The data:

····················

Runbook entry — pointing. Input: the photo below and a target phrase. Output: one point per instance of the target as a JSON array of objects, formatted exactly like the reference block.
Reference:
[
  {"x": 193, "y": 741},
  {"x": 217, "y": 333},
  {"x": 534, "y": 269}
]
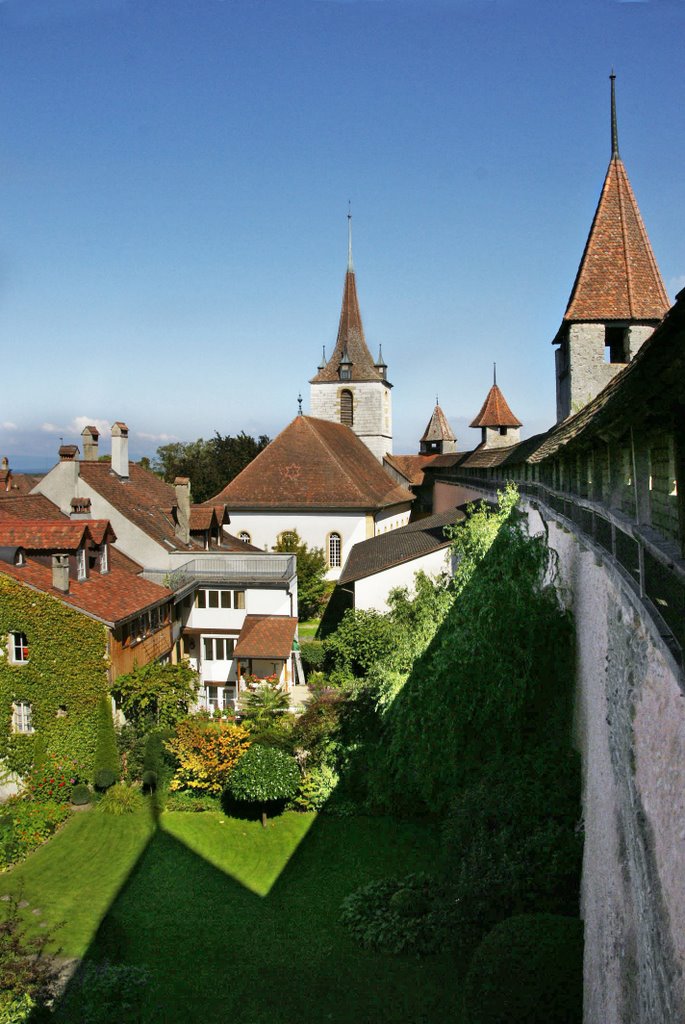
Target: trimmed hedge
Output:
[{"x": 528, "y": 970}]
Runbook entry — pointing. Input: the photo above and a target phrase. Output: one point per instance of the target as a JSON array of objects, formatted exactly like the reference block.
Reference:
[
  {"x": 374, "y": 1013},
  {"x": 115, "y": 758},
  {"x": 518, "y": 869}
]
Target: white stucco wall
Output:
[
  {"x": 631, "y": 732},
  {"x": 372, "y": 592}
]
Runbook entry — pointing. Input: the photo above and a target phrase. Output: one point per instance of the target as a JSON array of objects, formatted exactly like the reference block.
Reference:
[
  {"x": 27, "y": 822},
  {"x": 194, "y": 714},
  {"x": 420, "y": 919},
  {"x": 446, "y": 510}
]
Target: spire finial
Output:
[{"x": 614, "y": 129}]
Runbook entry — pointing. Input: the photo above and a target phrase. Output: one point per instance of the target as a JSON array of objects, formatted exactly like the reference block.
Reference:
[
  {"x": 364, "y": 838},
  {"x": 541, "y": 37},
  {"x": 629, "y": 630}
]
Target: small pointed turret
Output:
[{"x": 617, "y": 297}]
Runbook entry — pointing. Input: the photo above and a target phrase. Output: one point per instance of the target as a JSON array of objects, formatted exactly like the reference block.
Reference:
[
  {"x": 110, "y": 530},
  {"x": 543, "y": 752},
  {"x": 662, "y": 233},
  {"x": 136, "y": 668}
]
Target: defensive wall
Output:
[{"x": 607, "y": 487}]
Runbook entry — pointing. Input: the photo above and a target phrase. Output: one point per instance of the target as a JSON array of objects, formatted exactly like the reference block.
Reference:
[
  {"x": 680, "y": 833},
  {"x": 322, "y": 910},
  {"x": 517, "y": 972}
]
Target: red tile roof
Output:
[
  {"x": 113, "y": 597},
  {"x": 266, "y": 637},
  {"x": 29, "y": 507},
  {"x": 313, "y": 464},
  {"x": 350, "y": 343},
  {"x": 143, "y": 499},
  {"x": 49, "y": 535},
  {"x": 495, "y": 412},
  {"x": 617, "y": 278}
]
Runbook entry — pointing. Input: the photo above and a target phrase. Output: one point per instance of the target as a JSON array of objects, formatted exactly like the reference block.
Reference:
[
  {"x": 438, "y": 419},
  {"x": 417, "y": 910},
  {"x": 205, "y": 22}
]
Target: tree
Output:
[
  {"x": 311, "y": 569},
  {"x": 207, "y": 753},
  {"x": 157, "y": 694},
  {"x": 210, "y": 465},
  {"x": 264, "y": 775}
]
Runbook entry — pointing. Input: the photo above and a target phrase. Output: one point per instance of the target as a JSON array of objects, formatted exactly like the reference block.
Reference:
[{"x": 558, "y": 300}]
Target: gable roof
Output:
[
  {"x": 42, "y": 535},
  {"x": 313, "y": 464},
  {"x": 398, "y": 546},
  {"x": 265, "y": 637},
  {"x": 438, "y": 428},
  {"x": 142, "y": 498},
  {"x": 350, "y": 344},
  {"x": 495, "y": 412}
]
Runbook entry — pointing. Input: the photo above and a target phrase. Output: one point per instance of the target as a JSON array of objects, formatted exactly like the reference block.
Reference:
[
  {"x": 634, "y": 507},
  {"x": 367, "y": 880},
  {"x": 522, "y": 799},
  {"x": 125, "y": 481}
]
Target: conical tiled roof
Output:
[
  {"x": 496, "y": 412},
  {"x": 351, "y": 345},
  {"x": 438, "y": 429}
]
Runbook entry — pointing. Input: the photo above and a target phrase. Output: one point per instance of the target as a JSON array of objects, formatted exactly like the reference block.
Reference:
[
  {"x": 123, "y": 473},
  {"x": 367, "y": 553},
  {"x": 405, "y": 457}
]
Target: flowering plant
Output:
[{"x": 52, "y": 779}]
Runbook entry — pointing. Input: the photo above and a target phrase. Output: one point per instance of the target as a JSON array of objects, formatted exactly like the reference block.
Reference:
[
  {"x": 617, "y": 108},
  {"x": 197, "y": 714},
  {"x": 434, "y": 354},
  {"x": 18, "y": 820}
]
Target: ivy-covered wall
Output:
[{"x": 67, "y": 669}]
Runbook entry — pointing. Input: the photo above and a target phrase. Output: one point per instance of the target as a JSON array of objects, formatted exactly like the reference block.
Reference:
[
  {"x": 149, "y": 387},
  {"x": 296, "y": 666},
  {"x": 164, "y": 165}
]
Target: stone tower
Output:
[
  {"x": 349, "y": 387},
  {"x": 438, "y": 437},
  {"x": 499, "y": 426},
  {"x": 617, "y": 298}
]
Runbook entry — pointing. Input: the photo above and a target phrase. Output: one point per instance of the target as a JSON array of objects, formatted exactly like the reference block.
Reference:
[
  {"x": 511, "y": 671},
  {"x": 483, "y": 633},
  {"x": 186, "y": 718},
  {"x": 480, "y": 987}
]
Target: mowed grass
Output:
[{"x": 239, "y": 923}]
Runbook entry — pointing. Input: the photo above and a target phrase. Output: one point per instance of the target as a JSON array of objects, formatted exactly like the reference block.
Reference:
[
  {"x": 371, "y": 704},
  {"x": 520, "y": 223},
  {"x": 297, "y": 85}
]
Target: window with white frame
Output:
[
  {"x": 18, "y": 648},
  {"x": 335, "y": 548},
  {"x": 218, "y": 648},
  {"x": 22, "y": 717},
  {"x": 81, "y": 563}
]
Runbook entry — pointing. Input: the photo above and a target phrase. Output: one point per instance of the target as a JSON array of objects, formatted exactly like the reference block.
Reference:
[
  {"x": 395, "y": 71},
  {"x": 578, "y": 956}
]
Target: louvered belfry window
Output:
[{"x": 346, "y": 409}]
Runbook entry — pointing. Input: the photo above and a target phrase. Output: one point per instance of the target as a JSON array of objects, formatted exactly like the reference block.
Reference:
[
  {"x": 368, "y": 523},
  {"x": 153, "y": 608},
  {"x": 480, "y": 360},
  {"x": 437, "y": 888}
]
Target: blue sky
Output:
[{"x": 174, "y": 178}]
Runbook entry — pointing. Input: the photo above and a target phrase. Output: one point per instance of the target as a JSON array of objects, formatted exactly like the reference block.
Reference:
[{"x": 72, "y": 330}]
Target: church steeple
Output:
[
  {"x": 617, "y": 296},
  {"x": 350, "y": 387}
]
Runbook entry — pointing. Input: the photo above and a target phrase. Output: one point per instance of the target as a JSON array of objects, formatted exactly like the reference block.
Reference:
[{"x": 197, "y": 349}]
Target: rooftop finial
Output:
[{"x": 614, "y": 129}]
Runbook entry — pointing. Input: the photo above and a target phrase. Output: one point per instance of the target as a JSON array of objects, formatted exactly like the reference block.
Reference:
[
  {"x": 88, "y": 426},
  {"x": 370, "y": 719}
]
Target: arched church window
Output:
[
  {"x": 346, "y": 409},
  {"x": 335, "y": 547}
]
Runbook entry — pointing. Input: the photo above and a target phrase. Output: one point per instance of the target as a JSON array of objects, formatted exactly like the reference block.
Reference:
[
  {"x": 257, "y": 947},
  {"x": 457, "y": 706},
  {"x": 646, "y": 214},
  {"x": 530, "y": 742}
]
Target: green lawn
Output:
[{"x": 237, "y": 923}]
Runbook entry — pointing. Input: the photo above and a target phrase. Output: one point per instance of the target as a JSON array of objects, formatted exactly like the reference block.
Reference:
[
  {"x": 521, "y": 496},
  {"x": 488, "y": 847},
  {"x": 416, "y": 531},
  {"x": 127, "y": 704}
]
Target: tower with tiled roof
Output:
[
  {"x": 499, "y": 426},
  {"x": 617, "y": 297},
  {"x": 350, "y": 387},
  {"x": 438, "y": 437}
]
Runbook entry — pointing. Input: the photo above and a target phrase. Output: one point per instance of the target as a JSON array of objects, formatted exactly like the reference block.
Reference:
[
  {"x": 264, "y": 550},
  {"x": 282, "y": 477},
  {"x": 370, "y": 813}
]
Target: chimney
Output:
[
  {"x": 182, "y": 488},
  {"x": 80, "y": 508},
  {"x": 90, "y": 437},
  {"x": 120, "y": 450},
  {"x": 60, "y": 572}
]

····················

What you have to do: From the material above, return every line that contains "tower".

Solved exercise:
Target: stone tower
Target: tower with tiled roof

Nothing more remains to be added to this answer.